● Stored records
◆ ◆ ◆ ◆ ◆ ◆ ◆

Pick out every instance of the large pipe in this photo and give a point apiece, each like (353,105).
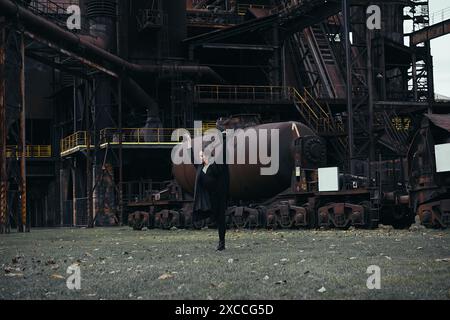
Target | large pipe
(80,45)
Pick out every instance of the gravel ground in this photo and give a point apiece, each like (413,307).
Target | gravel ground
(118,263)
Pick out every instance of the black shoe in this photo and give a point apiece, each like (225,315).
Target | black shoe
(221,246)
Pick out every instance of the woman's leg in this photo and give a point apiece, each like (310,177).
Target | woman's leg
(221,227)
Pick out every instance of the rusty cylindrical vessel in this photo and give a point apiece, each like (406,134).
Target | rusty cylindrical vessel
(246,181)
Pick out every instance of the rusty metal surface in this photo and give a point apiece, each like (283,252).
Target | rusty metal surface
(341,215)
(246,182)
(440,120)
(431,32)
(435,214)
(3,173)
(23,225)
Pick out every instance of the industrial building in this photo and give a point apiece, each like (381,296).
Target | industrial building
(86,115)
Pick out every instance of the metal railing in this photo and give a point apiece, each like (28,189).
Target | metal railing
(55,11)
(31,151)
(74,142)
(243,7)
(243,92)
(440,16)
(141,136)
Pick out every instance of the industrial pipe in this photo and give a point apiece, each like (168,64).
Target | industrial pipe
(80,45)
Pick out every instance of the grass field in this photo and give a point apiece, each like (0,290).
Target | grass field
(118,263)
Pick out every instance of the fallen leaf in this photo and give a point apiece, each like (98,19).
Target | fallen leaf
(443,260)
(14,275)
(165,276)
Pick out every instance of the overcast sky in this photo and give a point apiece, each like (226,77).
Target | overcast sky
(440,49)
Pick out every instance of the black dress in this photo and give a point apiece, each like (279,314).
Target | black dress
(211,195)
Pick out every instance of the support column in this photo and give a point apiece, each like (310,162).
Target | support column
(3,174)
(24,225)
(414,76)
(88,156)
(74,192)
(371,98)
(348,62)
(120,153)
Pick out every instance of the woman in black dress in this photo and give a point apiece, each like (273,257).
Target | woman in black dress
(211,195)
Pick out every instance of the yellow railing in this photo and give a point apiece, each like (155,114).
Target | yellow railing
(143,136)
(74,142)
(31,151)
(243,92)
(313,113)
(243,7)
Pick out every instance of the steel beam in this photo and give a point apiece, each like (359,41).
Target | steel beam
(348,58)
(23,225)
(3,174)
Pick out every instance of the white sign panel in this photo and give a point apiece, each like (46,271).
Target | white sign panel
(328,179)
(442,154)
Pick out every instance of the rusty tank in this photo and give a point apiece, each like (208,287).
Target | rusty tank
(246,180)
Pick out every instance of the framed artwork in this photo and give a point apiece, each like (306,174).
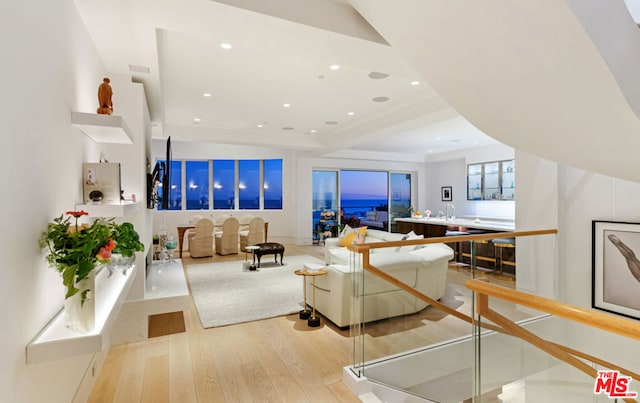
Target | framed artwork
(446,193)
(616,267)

◆ ◆ ◆ ◆ ◆ ◆ ◆

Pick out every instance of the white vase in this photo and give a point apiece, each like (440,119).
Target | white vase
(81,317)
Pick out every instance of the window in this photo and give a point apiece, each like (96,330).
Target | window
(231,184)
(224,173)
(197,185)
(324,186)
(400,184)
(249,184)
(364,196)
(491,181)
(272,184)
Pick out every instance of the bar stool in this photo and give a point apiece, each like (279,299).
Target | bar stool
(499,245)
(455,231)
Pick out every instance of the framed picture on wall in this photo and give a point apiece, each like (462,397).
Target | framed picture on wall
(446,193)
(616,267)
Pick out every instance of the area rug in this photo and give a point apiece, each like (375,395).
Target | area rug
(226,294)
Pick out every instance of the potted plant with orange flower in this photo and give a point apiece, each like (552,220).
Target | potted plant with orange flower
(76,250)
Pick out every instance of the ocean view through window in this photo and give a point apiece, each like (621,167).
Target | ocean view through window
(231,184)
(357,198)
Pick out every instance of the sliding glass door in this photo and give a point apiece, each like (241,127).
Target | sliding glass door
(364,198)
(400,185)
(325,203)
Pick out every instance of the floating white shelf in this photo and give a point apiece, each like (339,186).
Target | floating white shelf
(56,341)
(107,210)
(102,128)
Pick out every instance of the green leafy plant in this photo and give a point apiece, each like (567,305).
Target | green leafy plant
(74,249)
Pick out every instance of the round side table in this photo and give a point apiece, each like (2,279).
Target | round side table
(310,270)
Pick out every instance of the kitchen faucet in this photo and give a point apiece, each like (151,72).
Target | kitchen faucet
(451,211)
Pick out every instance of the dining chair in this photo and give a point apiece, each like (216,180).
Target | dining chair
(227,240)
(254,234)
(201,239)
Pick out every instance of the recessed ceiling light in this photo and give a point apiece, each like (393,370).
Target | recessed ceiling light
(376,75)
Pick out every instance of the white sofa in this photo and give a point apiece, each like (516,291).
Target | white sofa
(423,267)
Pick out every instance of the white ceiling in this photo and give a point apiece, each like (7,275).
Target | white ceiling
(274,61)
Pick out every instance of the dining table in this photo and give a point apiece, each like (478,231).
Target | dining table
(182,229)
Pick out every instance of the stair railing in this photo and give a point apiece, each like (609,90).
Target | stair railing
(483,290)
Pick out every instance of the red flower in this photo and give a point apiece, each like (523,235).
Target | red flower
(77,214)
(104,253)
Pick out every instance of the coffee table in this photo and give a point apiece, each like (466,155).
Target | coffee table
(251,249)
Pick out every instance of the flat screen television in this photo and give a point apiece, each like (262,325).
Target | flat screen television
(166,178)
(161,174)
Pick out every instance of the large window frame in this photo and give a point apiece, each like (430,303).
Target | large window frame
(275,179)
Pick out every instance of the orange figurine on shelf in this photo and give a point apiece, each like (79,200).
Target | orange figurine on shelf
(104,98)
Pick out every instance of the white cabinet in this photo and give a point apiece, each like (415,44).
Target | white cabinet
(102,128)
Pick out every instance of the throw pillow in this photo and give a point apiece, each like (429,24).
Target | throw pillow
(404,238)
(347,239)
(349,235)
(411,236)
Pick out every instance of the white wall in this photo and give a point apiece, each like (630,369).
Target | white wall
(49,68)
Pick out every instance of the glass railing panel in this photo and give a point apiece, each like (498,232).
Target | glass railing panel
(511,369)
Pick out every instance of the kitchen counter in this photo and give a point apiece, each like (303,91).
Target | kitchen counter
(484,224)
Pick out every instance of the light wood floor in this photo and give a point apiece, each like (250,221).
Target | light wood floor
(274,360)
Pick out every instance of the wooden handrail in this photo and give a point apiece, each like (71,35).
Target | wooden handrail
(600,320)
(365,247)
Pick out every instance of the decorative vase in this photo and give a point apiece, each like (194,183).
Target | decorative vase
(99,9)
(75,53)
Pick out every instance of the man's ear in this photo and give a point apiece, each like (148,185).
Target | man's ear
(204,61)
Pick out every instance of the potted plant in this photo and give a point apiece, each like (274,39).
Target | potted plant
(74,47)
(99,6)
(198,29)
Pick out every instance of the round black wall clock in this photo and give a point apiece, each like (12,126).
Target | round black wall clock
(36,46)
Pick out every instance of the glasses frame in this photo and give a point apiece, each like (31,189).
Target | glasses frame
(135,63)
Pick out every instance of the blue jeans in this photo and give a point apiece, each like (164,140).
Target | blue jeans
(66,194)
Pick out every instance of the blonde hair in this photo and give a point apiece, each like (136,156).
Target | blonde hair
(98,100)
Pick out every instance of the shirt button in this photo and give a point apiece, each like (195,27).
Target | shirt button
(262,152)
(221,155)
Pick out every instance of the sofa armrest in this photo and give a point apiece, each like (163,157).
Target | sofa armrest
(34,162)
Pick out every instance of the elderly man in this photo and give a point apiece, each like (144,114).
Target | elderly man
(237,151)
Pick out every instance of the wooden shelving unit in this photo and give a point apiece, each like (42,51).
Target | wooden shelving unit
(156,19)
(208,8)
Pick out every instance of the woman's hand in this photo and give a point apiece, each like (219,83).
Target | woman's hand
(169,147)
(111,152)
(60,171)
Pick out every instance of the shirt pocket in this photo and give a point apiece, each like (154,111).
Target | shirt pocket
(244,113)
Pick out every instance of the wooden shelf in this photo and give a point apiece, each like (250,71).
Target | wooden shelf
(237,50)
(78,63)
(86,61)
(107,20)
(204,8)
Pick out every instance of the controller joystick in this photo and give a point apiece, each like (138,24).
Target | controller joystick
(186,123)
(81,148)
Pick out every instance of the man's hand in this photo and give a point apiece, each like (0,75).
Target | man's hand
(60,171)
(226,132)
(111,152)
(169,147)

◆ ◆ ◆ ◆ ◆ ◆ ◆

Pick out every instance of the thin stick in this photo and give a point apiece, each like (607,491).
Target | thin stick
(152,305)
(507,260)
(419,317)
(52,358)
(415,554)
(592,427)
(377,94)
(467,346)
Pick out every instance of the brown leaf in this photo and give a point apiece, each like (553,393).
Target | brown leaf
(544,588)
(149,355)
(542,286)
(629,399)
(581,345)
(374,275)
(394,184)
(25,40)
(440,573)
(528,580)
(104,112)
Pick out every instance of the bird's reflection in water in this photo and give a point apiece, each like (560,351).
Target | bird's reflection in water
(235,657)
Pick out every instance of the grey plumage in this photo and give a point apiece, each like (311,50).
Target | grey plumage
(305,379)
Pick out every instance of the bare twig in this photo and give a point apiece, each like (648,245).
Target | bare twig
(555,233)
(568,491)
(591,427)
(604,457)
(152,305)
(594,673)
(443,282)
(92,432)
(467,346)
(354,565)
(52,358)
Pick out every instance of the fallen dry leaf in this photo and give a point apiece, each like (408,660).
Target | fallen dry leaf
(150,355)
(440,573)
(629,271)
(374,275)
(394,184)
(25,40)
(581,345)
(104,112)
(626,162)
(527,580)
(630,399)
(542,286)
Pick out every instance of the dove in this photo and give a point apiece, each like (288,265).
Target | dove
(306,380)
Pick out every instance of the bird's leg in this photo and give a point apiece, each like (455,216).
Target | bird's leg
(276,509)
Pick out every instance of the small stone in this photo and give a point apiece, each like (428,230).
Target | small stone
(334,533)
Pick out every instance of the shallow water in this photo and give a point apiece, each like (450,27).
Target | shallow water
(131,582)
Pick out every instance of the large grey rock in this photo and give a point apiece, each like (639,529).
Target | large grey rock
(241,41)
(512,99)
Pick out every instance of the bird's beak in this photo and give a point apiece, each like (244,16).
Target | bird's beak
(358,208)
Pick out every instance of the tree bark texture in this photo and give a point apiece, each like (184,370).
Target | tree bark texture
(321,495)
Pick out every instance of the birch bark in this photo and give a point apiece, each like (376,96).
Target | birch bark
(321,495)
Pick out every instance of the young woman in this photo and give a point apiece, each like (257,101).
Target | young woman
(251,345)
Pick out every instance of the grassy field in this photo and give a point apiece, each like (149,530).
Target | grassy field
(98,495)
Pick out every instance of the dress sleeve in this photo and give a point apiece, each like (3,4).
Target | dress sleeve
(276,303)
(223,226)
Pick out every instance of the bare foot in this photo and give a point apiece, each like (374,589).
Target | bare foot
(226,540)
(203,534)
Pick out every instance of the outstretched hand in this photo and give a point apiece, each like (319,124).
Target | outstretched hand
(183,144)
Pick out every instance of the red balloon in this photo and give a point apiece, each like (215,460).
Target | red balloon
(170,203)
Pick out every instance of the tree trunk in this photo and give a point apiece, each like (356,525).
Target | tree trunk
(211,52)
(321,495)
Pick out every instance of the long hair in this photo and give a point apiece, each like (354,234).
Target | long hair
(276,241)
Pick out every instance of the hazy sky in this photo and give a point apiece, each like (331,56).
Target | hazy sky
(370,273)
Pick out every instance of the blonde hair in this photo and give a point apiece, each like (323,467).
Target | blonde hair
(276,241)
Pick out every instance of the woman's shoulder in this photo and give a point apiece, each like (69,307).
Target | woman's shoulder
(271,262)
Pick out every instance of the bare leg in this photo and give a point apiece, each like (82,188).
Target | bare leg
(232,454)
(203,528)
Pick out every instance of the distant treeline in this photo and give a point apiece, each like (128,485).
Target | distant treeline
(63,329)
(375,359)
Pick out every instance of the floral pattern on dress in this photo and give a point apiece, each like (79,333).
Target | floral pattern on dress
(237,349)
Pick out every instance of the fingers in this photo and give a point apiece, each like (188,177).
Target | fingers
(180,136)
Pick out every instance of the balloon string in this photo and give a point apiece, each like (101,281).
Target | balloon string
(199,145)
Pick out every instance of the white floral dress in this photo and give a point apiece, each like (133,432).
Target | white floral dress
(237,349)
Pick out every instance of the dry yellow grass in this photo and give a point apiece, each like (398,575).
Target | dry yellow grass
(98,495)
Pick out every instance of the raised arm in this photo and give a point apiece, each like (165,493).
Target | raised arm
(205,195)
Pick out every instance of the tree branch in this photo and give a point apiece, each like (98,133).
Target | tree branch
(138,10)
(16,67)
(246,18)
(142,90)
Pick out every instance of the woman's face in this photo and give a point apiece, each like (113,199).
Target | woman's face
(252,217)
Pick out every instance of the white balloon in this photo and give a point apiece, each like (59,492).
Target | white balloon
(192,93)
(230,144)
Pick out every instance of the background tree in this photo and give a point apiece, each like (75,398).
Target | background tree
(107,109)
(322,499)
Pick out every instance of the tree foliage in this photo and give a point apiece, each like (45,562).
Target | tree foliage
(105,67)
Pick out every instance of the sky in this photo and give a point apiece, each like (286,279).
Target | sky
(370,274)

◆ ◆ ◆ ◆ ◆ ◆ ◆

● Objective
Please return each line from the entries above that contains the word "unit", treating uppercase and lowercase letters as different.

● The completed task
Pick out every instance of the wooden shelving unit in this photo and give a point apiece, each like (42,51).
Target | wooden shelving unit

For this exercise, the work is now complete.